### Tarefa a fazer
Nos comentários sobre os cancelos de Rebordainhos, durante quantos anos António Pires diz ter frequentado uma Escola C + S de uma grande cidade?

### Texto extraído
António Pires disse...

Para quem os vê desta maneira, os cancelos de Rebordainhos são uma fonte inexaurível de cultura e recreio.
Aprendi mais com a leitura deste pequeno texto sobre cancelos do que em oito anos de frequência, com aproveitamento, de uma Escola C + S de uma grande cidade.
Voltarei!

Lurdes disse...

Fátima,
Obrigada pela tua linda descrição dos cancelos, afinal não passavam de uma porta a fingir...
O da fotografia deve ser dos únicos na nossa aldeia, a casa dos meus avós paternos... ainda morei nessa casa com a minha mãe, que saudades... vê-la assim a cair em ruínas parte-me o coração... Essa casa só tem boas recordações para mim.
Beijos!!!
Lurdes

Augusta disse...

### Informação registada

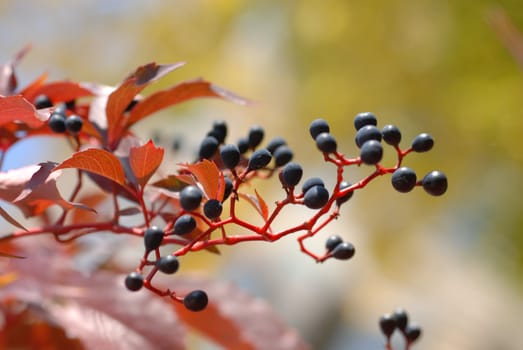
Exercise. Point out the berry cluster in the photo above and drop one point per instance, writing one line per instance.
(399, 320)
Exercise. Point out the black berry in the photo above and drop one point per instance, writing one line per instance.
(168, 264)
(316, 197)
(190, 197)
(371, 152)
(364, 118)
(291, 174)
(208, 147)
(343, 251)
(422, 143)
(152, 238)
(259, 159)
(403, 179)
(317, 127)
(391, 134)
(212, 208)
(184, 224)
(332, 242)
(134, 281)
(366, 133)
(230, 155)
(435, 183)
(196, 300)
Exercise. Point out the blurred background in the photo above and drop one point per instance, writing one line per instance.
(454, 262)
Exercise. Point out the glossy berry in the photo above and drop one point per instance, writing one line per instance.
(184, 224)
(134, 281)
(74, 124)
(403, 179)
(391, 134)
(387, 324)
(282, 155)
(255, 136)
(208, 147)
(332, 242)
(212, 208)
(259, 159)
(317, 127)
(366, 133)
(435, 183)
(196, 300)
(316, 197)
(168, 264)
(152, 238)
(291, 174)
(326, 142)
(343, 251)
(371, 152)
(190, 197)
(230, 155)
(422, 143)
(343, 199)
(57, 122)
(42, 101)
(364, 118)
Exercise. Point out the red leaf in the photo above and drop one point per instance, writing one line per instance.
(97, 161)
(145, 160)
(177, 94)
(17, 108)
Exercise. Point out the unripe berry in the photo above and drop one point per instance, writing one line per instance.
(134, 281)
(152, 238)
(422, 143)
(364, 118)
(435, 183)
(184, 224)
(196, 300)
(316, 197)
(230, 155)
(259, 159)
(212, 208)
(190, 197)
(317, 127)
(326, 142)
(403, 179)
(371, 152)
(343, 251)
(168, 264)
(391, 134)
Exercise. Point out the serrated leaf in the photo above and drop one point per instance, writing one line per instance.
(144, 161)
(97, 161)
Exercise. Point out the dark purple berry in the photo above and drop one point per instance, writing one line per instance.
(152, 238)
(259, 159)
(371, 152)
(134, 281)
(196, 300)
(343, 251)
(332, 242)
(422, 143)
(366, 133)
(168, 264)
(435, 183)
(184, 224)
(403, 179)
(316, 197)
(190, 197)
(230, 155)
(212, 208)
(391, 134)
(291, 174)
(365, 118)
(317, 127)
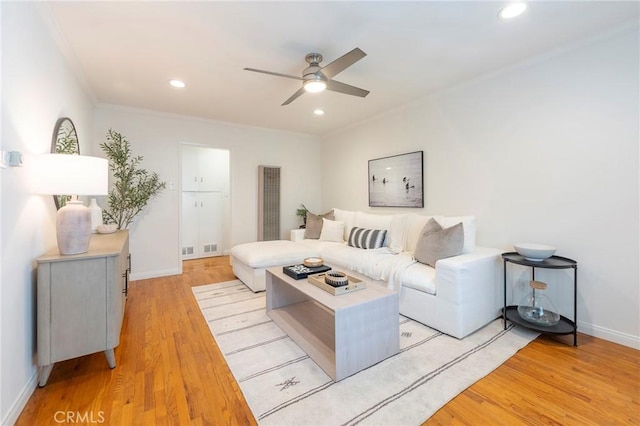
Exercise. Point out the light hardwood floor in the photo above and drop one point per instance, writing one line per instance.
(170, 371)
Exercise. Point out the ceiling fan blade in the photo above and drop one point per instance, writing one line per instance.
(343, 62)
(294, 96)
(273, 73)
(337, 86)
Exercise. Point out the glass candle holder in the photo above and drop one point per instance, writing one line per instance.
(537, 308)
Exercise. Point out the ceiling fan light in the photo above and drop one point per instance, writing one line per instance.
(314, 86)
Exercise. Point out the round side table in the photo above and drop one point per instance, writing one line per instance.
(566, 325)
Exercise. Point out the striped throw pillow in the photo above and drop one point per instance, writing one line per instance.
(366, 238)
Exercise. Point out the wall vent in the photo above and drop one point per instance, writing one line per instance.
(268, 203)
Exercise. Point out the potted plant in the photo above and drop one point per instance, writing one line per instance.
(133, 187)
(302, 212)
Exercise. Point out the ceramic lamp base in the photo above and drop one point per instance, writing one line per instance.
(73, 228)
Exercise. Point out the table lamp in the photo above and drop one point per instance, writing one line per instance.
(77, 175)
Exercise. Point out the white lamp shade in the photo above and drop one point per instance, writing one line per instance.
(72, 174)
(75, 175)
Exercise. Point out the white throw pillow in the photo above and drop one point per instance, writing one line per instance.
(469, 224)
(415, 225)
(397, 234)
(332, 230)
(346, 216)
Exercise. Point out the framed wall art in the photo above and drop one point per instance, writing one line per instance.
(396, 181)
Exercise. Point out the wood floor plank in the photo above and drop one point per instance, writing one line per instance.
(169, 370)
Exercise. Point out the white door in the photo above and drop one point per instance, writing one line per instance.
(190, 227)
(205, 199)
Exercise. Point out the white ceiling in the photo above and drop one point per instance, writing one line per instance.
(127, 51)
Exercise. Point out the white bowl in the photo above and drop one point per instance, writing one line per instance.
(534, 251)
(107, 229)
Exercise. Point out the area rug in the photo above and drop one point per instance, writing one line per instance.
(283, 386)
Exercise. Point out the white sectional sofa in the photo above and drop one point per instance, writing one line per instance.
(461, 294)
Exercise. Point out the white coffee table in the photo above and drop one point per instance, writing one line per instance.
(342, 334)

==

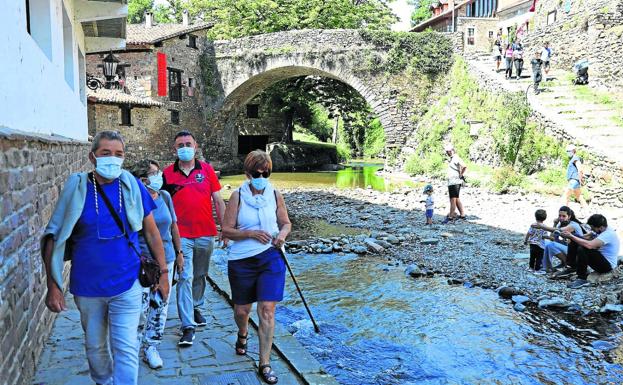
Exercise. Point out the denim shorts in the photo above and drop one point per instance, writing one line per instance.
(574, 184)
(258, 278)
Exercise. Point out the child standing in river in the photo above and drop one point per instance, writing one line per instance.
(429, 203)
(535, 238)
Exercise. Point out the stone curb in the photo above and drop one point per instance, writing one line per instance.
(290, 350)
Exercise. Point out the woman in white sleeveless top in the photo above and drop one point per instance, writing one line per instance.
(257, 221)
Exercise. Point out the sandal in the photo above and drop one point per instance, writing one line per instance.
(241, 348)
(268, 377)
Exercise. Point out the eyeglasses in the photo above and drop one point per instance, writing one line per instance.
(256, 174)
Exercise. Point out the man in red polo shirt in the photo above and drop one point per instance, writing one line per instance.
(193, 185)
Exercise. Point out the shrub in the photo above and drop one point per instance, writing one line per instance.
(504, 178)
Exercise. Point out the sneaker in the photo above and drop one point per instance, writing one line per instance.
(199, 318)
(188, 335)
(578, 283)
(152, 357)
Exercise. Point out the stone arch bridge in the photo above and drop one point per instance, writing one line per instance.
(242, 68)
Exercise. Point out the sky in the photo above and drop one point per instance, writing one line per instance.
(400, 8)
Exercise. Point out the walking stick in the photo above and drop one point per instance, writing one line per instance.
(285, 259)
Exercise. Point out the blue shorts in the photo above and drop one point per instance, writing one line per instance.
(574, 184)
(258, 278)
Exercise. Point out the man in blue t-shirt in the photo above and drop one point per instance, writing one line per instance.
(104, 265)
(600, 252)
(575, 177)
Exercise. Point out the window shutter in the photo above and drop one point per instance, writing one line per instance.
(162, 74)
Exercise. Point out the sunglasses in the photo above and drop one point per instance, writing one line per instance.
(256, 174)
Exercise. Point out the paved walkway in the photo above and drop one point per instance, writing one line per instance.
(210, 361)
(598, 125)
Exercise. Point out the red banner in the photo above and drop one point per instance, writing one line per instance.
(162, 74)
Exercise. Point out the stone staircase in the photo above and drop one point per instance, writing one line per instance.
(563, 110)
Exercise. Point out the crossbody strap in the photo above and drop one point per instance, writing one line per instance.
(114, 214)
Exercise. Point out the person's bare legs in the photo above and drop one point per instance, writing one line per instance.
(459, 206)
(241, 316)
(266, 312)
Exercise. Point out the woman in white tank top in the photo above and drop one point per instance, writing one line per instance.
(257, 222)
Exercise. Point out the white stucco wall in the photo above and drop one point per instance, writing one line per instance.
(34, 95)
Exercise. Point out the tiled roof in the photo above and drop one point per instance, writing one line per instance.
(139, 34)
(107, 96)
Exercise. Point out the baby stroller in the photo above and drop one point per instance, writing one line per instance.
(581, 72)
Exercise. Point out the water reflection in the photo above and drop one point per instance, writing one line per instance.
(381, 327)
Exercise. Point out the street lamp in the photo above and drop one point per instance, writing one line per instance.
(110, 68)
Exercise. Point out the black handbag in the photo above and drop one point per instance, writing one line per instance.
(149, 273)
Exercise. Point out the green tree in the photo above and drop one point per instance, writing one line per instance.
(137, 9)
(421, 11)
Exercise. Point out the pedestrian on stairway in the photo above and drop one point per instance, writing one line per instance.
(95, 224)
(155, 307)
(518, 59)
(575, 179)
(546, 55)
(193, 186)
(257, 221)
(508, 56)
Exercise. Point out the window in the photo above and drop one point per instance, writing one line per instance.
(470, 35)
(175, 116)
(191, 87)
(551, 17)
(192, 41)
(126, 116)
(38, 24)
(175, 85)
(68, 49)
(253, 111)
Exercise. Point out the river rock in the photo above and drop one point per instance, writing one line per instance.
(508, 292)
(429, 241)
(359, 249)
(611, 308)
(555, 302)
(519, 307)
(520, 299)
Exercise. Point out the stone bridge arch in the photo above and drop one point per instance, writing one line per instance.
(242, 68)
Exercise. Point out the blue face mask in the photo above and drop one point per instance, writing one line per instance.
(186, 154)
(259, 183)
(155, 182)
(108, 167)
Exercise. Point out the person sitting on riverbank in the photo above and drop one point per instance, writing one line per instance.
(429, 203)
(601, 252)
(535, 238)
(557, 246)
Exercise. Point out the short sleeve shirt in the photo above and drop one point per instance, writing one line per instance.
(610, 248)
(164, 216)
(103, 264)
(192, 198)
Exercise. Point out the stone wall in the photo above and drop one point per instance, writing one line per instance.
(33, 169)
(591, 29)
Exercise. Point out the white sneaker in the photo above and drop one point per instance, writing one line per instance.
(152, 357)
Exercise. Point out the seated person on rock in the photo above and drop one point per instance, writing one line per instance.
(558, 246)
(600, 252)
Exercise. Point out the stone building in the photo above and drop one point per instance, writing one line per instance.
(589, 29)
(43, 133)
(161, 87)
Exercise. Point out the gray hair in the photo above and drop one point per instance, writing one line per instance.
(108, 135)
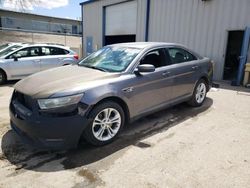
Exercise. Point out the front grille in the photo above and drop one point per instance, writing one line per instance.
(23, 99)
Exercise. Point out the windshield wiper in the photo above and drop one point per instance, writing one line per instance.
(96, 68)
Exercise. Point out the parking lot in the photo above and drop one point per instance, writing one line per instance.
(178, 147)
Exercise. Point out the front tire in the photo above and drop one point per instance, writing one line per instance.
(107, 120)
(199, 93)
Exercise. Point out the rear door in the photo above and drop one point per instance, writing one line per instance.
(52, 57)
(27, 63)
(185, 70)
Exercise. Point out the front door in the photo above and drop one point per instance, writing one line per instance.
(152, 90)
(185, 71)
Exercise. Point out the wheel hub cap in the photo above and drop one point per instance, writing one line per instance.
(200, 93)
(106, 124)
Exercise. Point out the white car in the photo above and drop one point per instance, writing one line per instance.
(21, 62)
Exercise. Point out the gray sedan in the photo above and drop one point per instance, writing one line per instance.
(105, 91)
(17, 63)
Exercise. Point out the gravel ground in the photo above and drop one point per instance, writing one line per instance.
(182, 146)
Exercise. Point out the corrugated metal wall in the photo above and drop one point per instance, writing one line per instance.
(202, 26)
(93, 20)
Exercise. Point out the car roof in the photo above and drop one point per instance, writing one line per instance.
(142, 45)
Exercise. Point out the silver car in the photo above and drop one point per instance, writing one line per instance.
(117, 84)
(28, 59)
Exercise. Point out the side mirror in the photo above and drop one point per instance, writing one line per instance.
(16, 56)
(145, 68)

### Resolução do exercício
Oito anos, com aproveitamento.